__Exercise objective__.
Find each line in the material below that contains the word "noun", and copy those lines out.

A block of data
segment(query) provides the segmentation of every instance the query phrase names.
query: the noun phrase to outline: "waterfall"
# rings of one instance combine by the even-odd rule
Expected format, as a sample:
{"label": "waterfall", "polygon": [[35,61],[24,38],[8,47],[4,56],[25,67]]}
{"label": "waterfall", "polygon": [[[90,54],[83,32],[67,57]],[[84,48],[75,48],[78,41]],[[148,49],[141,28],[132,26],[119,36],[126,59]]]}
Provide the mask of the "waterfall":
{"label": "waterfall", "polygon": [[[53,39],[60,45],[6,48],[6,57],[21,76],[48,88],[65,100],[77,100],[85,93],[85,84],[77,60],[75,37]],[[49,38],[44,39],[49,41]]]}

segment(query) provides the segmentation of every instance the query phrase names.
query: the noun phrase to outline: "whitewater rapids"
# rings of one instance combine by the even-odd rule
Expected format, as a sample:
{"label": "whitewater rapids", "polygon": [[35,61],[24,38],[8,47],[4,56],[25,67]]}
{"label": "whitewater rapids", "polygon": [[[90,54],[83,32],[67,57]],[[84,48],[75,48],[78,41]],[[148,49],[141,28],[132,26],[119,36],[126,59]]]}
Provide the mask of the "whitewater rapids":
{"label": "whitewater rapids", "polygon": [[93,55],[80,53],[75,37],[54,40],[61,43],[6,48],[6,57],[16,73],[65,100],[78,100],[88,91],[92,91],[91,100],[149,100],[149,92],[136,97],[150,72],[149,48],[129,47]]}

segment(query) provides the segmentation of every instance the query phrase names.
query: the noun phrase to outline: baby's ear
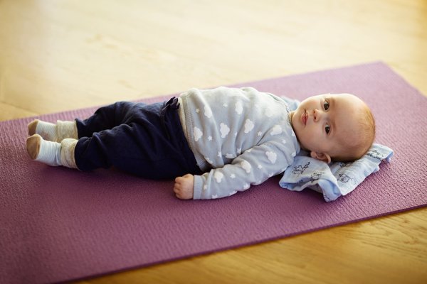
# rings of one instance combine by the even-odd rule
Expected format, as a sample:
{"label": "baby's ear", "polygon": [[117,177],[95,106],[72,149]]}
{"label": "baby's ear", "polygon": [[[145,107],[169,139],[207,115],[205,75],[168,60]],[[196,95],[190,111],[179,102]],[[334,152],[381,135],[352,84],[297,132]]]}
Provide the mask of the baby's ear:
{"label": "baby's ear", "polygon": [[315,159],[322,160],[328,164],[331,163],[331,156],[327,153],[311,151],[310,155]]}

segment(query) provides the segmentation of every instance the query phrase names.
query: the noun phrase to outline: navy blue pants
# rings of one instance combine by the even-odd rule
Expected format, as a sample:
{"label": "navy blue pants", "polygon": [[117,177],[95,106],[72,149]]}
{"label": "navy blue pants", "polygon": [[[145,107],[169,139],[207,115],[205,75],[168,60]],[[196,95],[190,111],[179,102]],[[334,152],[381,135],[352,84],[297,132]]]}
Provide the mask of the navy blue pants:
{"label": "navy blue pants", "polygon": [[79,170],[114,167],[151,179],[201,174],[185,138],[176,98],[146,104],[117,102],[76,119]]}

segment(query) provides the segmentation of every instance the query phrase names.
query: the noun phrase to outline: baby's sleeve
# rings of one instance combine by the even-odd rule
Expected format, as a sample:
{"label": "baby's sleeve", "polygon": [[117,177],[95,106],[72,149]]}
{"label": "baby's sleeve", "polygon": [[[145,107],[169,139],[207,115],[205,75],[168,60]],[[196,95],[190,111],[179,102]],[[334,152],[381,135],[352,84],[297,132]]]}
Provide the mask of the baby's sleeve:
{"label": "baby's sleeve", "polygon": [[244,191],[285,171],[295,156],[280,143],[268,143],[248,149],[223,168],[194,176],[194,199],[216,199]]}

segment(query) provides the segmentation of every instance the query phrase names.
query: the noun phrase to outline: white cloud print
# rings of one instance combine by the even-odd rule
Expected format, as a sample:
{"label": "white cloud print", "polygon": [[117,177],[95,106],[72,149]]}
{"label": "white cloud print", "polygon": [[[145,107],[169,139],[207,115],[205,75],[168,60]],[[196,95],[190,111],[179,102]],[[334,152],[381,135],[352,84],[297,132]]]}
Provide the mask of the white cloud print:
{"label": "white cloud print", "polygon": [[274,152],[267,151],[265,152],[265,155],[268,160],[271,162],[271,163],[274,164],[278,158],[278,155]]}
{"label": "white cloud print", "polygon": [[245,121],[245,133],[249,133],[252,129],[253,129],[253,122],[251,121],[251,119],[246,119]]}
{"label": "white cloud print", "polygon": [[193,136],[194,136],[194,141],[197,142],[203,136],[203,132],[197,127],[194,127],[194,131]]}
{"label": "white cloud print", "polygon": [[241,166],[246,171],[247,173],[251,173],[251,169],[252,169],[252,166],[247,160],[243,160],[241,163]]}
{"label": "white cloud print", "polygon": [[206,116],[208,119],[212,117],[212,109],[211,109],[211,107],[209,106],[205,106],[204,111],[205,116]]}
{"label": "white cloud print", "polygon": [[281,134],[282,132],[283,132],[282,126],[280,126],[280,125],[275,125],[271,132],[270,132],[270,135],[271,135],[272,136],[274,135],[279,135]]}
{"label": "white cloud print", "polygon": [[224,175],[223,175],[223,173],[221,172],[215,172],[215,173],[214,174],[214,178],[218,183],[221,182],[223,177]]}
{"label": "white cloud print", "polygon": [[236,112],[237,112],[237,114],[242,114],[243,111],[243,106],[242,105],[242,102],[237,102],[236,103]]}
{"label": "white cloud print", "polygon": [[221,123],[219,124],[219,131],[221,132],[221,137],[226,138],[228,133],[230,133],[230,128],[227,124]]}

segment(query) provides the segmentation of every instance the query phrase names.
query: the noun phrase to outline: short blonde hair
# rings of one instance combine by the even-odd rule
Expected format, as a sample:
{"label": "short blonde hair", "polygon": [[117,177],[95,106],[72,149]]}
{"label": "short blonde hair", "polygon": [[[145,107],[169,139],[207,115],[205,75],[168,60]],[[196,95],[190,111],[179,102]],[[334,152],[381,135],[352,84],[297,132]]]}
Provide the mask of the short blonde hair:
{"label": "short blonde hair", "polygon": [[375,119],[371,109],[365,104],[358,116],[357,138],[342,141],[340,153],[331,157],[335,162],[350,162],[359,159],[372,146],[375,138]]}

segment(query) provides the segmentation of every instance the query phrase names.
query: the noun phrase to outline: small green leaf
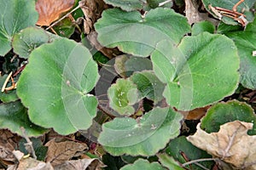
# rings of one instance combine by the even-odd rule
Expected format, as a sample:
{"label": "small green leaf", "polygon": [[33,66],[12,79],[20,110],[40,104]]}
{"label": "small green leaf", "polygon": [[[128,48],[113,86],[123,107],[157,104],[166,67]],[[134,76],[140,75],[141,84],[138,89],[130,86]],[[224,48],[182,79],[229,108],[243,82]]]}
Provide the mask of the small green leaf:
{"label": "small green leaf", "polygon": [[154,71],[136,72],[131,76],[131,80],[137,86],[143,98],[146,97],[154,103],[163,99],[165,85],[157,78]]}
{"label": "small green leaf", "polygon": [[65,18],[54,26],[54,30],[59,36],[69,38],[75,31],[75,25],[69,18]]}
{"label": "small green leaf", "polygon": [[156,107],[137,121],[117,117],[102,125],[98,141],[113,156],[153,156],[179,134],[182,118],[169,107]]}
{"label": "small green leaf", "polygon": [[108,96],[110,107],[122,116],[132,115],[132,105],[139,100],[137,86],[129,79],[118,79],[108,88]]}
{"label": "small green leaf", "polygon": [[177,162],[173,159],[173,157],[169,156],[167,154],[159,154],[157,156],[159,157],[160,162],[168,169],[172,170],[183,170]]}
{"label": "small green leaf", "polygon": [[[185,160],[185,158],[183,156],[183,154],[184,154],[185,156],[190,161],[212,157],[212,156],[207,154],[205,150],[193,145],[184,136],[180,136],[172,140],[166,148],[166,153],[172,156],[175,160],[178,161],[180,163],[185,163],[187,162],[187,160]],[[208,169],[211,169],[211,167],[212,167],[214,162],[201,162],[200,164],[203,165]],[[195,164],[192,164],[191,166],[191,169],[203,169]],[[187,166],[186,167],[189,168],[189,167],[190,166]]]}
{"label": "small green leaf", "polygon": [[[252,21],[253,20],[253,15],[250,9],[253,7],[256,0],[245,0],[237,7],[237,12],[242,13],[246,15],[246,20]],[[238,3],[238,0],[225,0],[225,1],[216,1],[216,0],[202,0],[206,9],[216,18],[219,18],[217,14],[209,8],[212,7],[219,7],[222,8],[226,8],[232,10],[234,5]],[[220,13],[221,14],[221,13]],[[223,15],[221,20],[229,25],[237,25],[238,22],[235,21],[234,19],[226,17]]]}
{"label": "small green leaf", "polygon": [[39,136],[47,129],[33,124],[27,116],[26,109],[20,101],[0,105],[0,128],[8,128],[22,136],[20,127],[28,136]]}
{"label": "small green leaf", "polygon": [[160,42],[151,60],[155,75],[167,83],[166,102],[177,110],[208,105],[232,94],[238,86],[237,49],[222,35],[186,37],[177,48]]}
{"label": "small green leaf", "polygon": [[256,89],[256,19],[247,25],[245,31],[234,31],[226,34],[231,38],[240,56],[240,82],[247,88]]}
{"label": "small green leaf", "polygon": [[95,24],[102,45],[136,56],[148,56],[158,42],[168,39],[177,44],[190,26],[186,18],[171,8],[157,8],[142,16],[137,11],[107,9]]}
{"label": "small green leaf", "polygon": [[141,170],[142,168],[147,170],[164,170],[164,167],[158,162],[149,163],[147,160],[138,159],[131,165],[125,165],[120,170]]}
{"label": "small green leaf", "polygon": [[38,14],[35,1],[1,0],[0,3],[0,55],[11,49],[13,36],[20,30],[36,24]]}
{"label": "small green leaf", "polygon": [[253,128],[248,131],[248,134],[256,134],[256,116],[253,109],[247,104],[236,100],[212,106],[202,118],[201,128],[207,133],[217,133],[220,125],[236,120],[253,123]]}
{"label": "small green leaf", "polygon": [[27,59],[31,52],[47,42],[51,42],[57,37],[42,28],[27,27],[14,36],[14,52],[21,58]]}
{"label": "small green leaf", "polygon": [[98,78],[97,65],[86,48],[56,39],[32,51],[17,94],[32,122],[68,134],[91,125],[97,100],[88,93]]}
{"label": "small green leaf", "polygon": [[195,23],[192,26],[192,36],[196,36],[201,32],[207,31],[210,33],[214,33],[215,26],[212,22],[209,22],[207,20],[201,21],[198,23]]}
{"label": "small green leaf", "polygon": [[[4,82],[6,81],[8,75],[5,74],[3,76],[0,76],[0,89],[3,88]],[[11,82],[7,83],[6,87],[11,86]],[[11,90],[8,92],[0,92],[0,100],[3,103],[9,103],[12,101],[16,101],[19,99],[16,90]]]}

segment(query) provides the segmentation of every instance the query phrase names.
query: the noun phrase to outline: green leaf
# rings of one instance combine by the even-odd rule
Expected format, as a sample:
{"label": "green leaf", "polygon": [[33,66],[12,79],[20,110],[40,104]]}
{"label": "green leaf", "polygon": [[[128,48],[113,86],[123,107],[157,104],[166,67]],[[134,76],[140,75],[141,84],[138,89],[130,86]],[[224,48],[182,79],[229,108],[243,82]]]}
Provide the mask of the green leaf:
{"label": "green leaf", "polygon": [[192,36],[196,36],[204,31],[207,31],[213,34],[214,31],[215,31],[214,25],[212,22],[204,20],[194,24],[191,32],[192,32]]}
{"label": "green leaf", "polygon": [[133,105],[138,102],[137,86],[129,79],[118,79],[108,90],[109,105],[121,116],[135,112]]}
{"label": "green leaf", "polygon": [[23,136],[20,127],[26,129],[27,136],[39,136],[47,131],[29,120],[26,109],[19,100],[1,104],[0,128],[8,128],[11,132]]}
{"label": "green leaf", "polygon": [[152,70],[152,62],[148,58],[123,54],[115,58],[114,69],[119,75],[126,77],[135,71]]}
{"label": "green leaf", "polygon": [[[7,79],[8,75],[5,74],[3,76],[0,76],[0,88],[2,88],[3,86],[3,83],[5,82],[5,80]],[[6,87],[11,86],[11,83],[9,82],[6,84]],[[8,92],[0,92],[0,100],[3,103],[9,103],[12,101],[16,101],[19,99],[17,94],[16,94],[16,90],[11,90]]]}
{"label": "green leaf", "polygon": [[[184,136],[180,136],[172,140],[166,148],[166,153],[172,156],[175,160],[178,161],[180,163],[187,162],[187,160],[185,160],[185,158],[183,156],[183,154],[184,154],[185,156],[190,161],[203,158],[212,158],[211,155],[207,154],[205,150],[193,145]],[[214,162],[201,162],[199,163],[208,169],[211,169],[211,167],[212,167]],[[195,164],[192,164],[191,166],[192,167],[190,167],[190,166],[187,166],[186,167],[194,170],[203,169]]]}
{"label": "green leaf", "polygon": [[65,18],[54,26],[54,30],[59,36],[69,38],[75,31],[75,25],[69,18]]}
{"label": "green leaf", "polygon": [[242,86],[256,89],[256,57],[253,55],[256,50],[256,19],[247,25],[245,31],[234,31],[226,34],[231,38],[240,56],[240,82]]}
{"label": "green leaf", "polygon": [[141,170],[142,168],[147,170],[164,170],[158,162],[149,163],[149,162],[144,159],[138,159],[132,165],[126,165],[120,168],[120,170]]}
{"label": "green leaf", "polygon": [[154,71],[136,72],[131,76],[131,80],[137,85],[143,98],[146,97],[155,104],[163,99],[165,85],[157,78]]}
{"label": "green leaf", "polygon": [[42,28],[27,27],[14,36],[14,52],[20,57],[27,59],[31,52],[40,45],[51,42],[57,37]]}
{"label": "green leaf", "polygon": [[119,7],[123,10],[132,11],[143,8],[143,5],[147,3],[145,0],[104,0],[108,4],[111,4],[113,7]]}
{"label": "green leaf", "polygon": [[56,39],[32,51],[17,94],[32,122],[68,134],[91,125],[97,100],[88,93],[98,78],[96,63],[86,48]]}
{"label": "green leaf", "polygon": [[4,56],[11,49],[14,34],[34,26],[38,14],[36,11],[35,1],[2,0],[0,15],[0,55]]}
{"label": "green leaf", "polygon": [[[253,15],[250,9],[253,7],[256,0],[245,0],[237,7],[237,12],[242,13],[246,15],[246,20],[248,21],[252,21],[253,20]],[[206,9],[212,14],[216,18],[219,18],[217,14],[212,12],[212,10],[209,8],[211,5],[212,7],[219,7],[222,8],[226,8],[232,10],[234,5],[238,3],[238,0],[226,0],[226,1],[216,1],[216,0],[202,0]],[[229,25],[237,25],[238,22],[235,21],[234,19],[230,17],[225,17],[223,15],[221,20]]]}
{"label": "green leaf", "polygon": [[232,94],[239,82],[236,47],[222,35],[186,37],[177,48],[160,42],[151,60],[155,75],[167,83],[166,102],[177,110],[218,101]]}
{"label": "green leaf", "polygon": [[182,119],[169,107],[156,107],[137,121],[117,117],[102,125],[98,141],[113,156],[154,156],[179,134]]}
{"label": "green leaf", "polygon": [[173,159],[173,157],[170,157],[167,154],[159,154],[158,155],[160,162],[168,169],[172,170],[183,170],[177,162]]}
{"label": "green leaf", "polygon": [[253,128],[248,131],[248,134],[256,134],[256,116],[253,109],[247,104],[236,100],[212,106],[202,118],[201,128],[207,133],[217,133],[220,125],[236,120],[253,122]]}
{"label": "green leaf", "polygon": [[145,16],[137,11],[105,10],[95,24],[102,45],[136,56],[148,56],[158,42],[168,39],[177,44],[190,26],[186,18],[171,8],[157,8]]}

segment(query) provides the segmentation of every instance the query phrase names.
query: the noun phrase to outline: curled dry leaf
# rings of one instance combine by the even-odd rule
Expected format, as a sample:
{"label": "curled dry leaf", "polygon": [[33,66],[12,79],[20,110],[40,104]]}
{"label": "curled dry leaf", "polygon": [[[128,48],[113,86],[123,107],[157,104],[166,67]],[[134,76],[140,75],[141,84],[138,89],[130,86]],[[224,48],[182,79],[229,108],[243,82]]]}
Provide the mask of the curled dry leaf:
{"label": "curled dry leaf", "polygon": [[56,143],[55,139],[49,141],[46,162],[50,162],[53,166],[63,163],[72,157],[79,156],[88,149],[85,144],[73,141]]}
{"label": "curled dry leaf", "polygon": [[39,14],[38,26],[49,26],[61,13],[73,8],[74,0],[38,0],[36,9]]}
{"label": "curled dry leaf", "polygon": [[247,135],[253,123],[235,121],[220,126],[218,133],[207,133],[197,125],[193,136],[187,137],[194,145],[228,163],[234,169],[256,169],[256,136]]}

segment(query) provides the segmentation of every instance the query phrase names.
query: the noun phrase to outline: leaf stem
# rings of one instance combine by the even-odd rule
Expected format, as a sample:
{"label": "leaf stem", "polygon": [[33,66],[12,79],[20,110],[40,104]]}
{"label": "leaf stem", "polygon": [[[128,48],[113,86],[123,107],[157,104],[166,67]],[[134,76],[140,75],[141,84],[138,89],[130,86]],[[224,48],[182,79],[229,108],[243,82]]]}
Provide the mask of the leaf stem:
{"label": "leaf stem", "polygon": [[197,162],[210,162],[210,161],[218,161],[218,158],[203,158],[203,159],[197,159],[197,160],[193,160],[193,161],[190,161],[190,162],[188,162],[186,163],[183,163],[182,166],[183,167],[185,167],[187,165],[190,165],[192,163],[197,163]]}
{"label": "leaf stem", "polygon": [[171,3],[172,0],[167,0],[167,1],[164,1],[164,2],[162,2],[162,3],[159,3],[159,7],[160,7],[160,6],[163,6],[163,5],[165,5],[166,3]]}
{"label": "leaf stem", "polygon": [[[83,1],[81,1],[83,2]],[[81,8],[83,6],[83,3],[79,3],[79,5],[74,8],[72,11],[70,11],[69,13],[67,13],[67,14],[65,14],[64,16],[62,16],[61,19],[59,19],[58,20],[56,20],[55,22],[54,22],[52,25],[50,25],[49,26],[48,26],[45,30],[49,30],[50,28],[52,28],[54,26],[55,26],[56,24],[58,24],[59,22],[61,22],[63,19],[65,19],[66,17],[67,17],[70,14],[72,14],[73,12],[74,12],[75,10],[77,10],[78,8]]]}

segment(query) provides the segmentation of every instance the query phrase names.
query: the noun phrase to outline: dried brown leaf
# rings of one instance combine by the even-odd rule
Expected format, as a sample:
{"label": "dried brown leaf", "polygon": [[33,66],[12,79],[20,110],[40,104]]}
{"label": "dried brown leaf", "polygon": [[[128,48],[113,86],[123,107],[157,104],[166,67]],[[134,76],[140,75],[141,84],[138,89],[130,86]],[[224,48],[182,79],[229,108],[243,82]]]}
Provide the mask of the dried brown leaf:
{"label": "dried brown leaf", "polygon": [[198,11],[199,5],[197,2],[196,0],[185,0],[185,14],[189,23],[192,25],[201,20],[209,20],[217,25],[217,21],[209,18],[207,13],[200,13]]}
{"label": "dried brown leaf", "polygon": [[50,162],[53,166],[79,156],[88,149],[85,144],[73,141],[56,143],[55,139],[49,141],[45,146],[48,146],[46,162]]}
{"label": "dried brown leaf", "polygon": [[102,163],[97,159],[80,159],[67,161],[62,164],[55,167],[55,170],[70,170],[70,169],[99,169]]}
{"label": "dried brown leaf", "polygon": [[49,162],[39,162],[32,157],[21,159],[16,170],[54,170]]}
{"label": "dried brown leaf", "polygon": [[235,121],[220,126],[218,133],[207,133],[197,125],[193,136],[187,137],[194,145],[228,163],[235,169],[256,169],[256,136],[247,135],[253,123]]}
{"label": "dried brown leaf", "polygon": [[72,8],[74,0],[38,0],[36,9],[39,18],[37,25],[49,26],[60,18],[61,13]]}

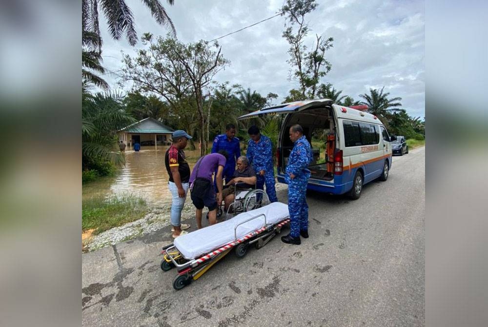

__Result below__.
query: the noun phrase to outline: "waterfall"
query: the noun phrase to outline: "whitewater rapids"
query: the noun phrase to outline: baby's ear
query: the noun phrase to outline: navy blue pants
query: the noun phrase to outline: baby's sleeve
query: the noun phrase to outline: white cloud print
query: the noun phrase to outline: short blonde hair
query: the noun phrase to outline: small green leaf
query: the noun phrase to outline: green leaf
query: the noun phrase to outline: curled dry leaf
query: the noun phrase to outline: leaf stem
query: the noun phrase to outline: dried brown leaf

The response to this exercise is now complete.